Brief:
Show each line of the entries below that contains the string "plaid", copying every such line in full. The match is case-sensitive.

Dataset excerpts:
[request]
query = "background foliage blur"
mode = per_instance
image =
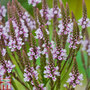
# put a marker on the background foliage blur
(74, 5)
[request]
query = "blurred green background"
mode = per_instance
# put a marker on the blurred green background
(75, 6)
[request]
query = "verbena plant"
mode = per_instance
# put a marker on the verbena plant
(40, 51)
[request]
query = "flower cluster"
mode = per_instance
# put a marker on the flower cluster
(34, 2)
(75, 79)
(4, 34)
(84, 23)
(57, 54)
(39, 33)
(8, 67)
(29, 73)
(51, 72)
(34, 54)
(67, 31)
(31, 23)
(86, 46)
(73, 42)
(2, 70)
(2, 12)
(3, 52)
(49, 14)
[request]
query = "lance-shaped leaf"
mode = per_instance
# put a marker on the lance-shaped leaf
(67, 13)
(50, 58)
(84, 10)
(57, 39)
(9, 10)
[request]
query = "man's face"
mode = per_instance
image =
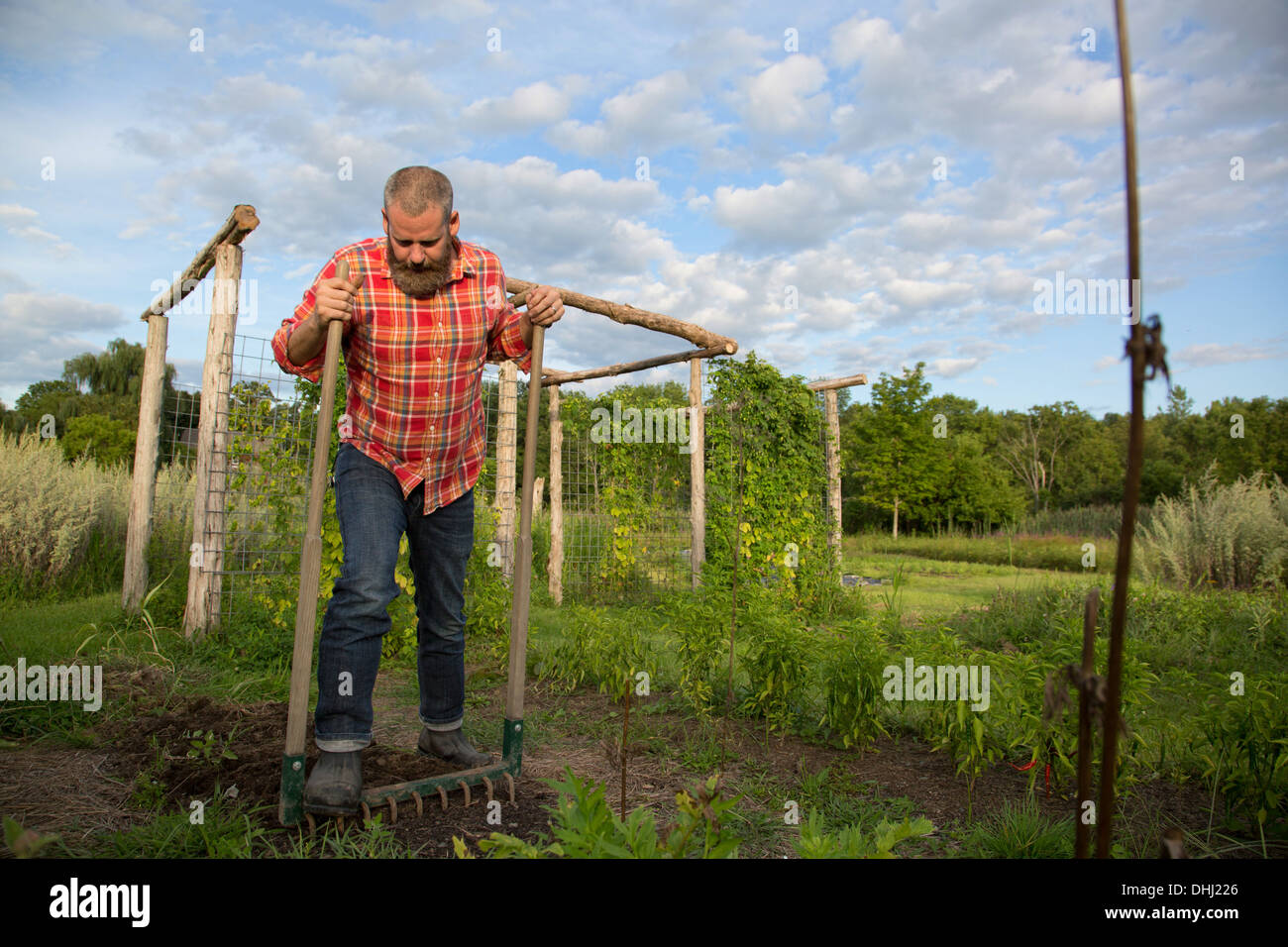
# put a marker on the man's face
(420, 249)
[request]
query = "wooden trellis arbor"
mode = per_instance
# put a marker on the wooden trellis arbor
(829, 386)
(223, 254)
(708, 346)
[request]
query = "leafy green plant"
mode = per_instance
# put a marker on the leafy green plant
(1245, 757)
(780, 663)
(585, 826)
(207, 749)
(851, 684)
(964, 737)
(853, 843)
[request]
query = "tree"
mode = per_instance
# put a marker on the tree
(893, 451)
(106, 440)
(1033, 444)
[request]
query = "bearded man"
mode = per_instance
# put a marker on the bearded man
(421, 312)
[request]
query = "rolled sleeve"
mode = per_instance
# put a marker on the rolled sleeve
(505, 341)
(310, 369)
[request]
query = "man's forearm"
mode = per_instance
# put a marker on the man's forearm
(305, 342)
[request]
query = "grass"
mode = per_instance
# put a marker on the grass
(1022, 621)
(934, 586)
(1020, 831)
(1060, 553)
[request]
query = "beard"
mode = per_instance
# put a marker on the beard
(419, 281)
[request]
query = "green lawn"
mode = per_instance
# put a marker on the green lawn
(928, 587)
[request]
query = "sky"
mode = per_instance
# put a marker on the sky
(840, 189)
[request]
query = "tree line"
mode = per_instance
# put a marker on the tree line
(912, 460)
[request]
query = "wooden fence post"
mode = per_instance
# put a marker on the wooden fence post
(833, 474)
(697, 474)
(207, 528)
(143, 488)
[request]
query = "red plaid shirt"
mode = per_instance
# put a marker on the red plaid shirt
(415, 367)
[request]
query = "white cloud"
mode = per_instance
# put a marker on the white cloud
(651, 118)
(24, 223)
(787, 98)
(39, 331)
(531, 106)
(1216, 354)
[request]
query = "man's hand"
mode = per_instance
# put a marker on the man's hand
(335, 299)
(544, 307)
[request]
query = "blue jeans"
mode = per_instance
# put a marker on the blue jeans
(374, 515)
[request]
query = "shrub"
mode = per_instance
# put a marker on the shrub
(1233, 535)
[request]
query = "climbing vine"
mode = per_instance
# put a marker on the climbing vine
(767, 483)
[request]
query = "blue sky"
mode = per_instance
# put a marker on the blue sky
(912, 169)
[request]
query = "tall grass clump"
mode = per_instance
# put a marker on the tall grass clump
(51, 512)
(1232, 535)
(63, 525)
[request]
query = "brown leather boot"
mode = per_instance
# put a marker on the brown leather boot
(335, 784)
(451, 746)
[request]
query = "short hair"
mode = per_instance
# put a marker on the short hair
(416, 187)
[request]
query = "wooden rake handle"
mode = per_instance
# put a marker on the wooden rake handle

Response to the exercise:
query = "red plaid shirt"
# put a marker on the red plaid shirt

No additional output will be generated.